» **What to work on**:
Give a verbatim quotation of every record.

Position identification records
* start *
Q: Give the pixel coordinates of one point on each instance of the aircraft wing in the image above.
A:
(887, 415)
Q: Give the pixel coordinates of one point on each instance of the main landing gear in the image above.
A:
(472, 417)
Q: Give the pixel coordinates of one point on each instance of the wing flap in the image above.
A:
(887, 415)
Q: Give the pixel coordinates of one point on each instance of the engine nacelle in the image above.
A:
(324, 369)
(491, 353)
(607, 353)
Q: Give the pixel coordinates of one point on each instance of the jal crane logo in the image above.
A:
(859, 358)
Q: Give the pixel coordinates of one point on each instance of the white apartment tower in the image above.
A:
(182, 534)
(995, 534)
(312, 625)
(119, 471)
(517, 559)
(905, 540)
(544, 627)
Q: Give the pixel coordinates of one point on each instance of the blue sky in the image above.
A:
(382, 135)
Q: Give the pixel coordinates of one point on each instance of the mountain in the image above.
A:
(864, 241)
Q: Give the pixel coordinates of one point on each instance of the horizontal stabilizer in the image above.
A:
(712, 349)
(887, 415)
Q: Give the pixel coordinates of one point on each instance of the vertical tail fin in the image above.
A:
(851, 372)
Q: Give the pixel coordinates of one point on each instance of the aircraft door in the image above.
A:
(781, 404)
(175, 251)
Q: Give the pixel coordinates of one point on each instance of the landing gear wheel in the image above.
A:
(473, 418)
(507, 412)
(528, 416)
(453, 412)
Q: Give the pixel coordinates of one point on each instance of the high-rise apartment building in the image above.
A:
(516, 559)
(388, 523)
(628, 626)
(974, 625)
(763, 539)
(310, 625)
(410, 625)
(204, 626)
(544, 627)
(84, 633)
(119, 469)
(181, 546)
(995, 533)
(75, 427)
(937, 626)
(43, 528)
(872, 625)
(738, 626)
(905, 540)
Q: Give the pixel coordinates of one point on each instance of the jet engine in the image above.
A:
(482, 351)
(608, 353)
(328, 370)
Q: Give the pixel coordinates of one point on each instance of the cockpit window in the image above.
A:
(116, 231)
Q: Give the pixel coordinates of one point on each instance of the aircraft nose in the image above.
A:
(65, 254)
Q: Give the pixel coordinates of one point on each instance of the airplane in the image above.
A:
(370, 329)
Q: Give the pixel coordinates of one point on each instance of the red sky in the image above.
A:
* end *
» **Answer to the problem**:
Q: Give the pixel coordinates of one point on each instance of the aircraft wing in the image above.
A:
(887, 415)
Q: Give the pixel coordinates of one point on each instance of the main landing gear in the image above.
A:
(472, 417)
Q: Give the pixel coordinates of one point on each instance of the wing flap in the image above.
A:
(887, 415)
Q: Give the pixel coordinates of one point on each instance of the engine nacelle in the image above.
A:
(324, 369)
(491, 353)
(607, 353)
Q: Give the pixel coordinates of one point on each instance of the jal crane logo in the image above.
A:
(859, 358)
Q: Give the pixel coordinates of one point on each instance of the white apartment tower in the image above.
A:
(182, 534)
(995, 534)
(312, 625)
(119, 471)
(517, 559)
(905, 540)
(544, 627)
Q: Give the pixel coordinates of one point on each instance of the blue sky in the image above.
A:
(382, 135)
Q: Give the pixel coordinates of one point on each instance of the mountain in the image above.
A:
(864, 241)
Q: Give the pixel coordinates of one point on each instance of the horizontal stabilizer in the image above.
A:
(712, 349)
(887, 415)
Q: Give the pixel coordinates of one point on each instance of the vertical tail fin in the image above.
A:
(851, 372)
Q: Give the pixel coordinates of one point on each instance of the aircraft door in the image above.
A:
(781, 404)
(175, 251)
Q: Give the pixel coordinates of one point on each instance of the landing gear wheel in the image above.
A:
(473, 418)
(507, 412)
(528, 416)
(453, 412)
Q: Give the pixel coordinates of one point on each instance of the high-rise apartment building in the image above.
A:
(516, 559)
(388, 523)
(628, 626)
(974, 625)
(763, 539)
(310, 625)
(410, 625)
(204, 626)
(544, 627)
(84, 633)
(119, 469)
(181, 546)
(995, 533)
(75, 427)
(937, 626)
(43, 528)
(872, 625)
(738, 626)
(905, 540)
Q: Give the pixel coordinates of one point on each instance of the jet engine in the image above.
A:
(482, 351)
(608, 353)
(328, 370)
Q: Give the pixel coordinates of one point on each instance of the cockpit window in the image above.
A:
(116, 231)
Q: Give the pixel coordinates of one point on each instance of the aircraft nose in the image above.
A:
(65, 254)
Q: Give the pixel coordinates of one point on each instance of the airplane in the image above.
A:
(370, 329)
Q: Give the pixel coordinates of one point on each instance of the red sky in the image above.
A:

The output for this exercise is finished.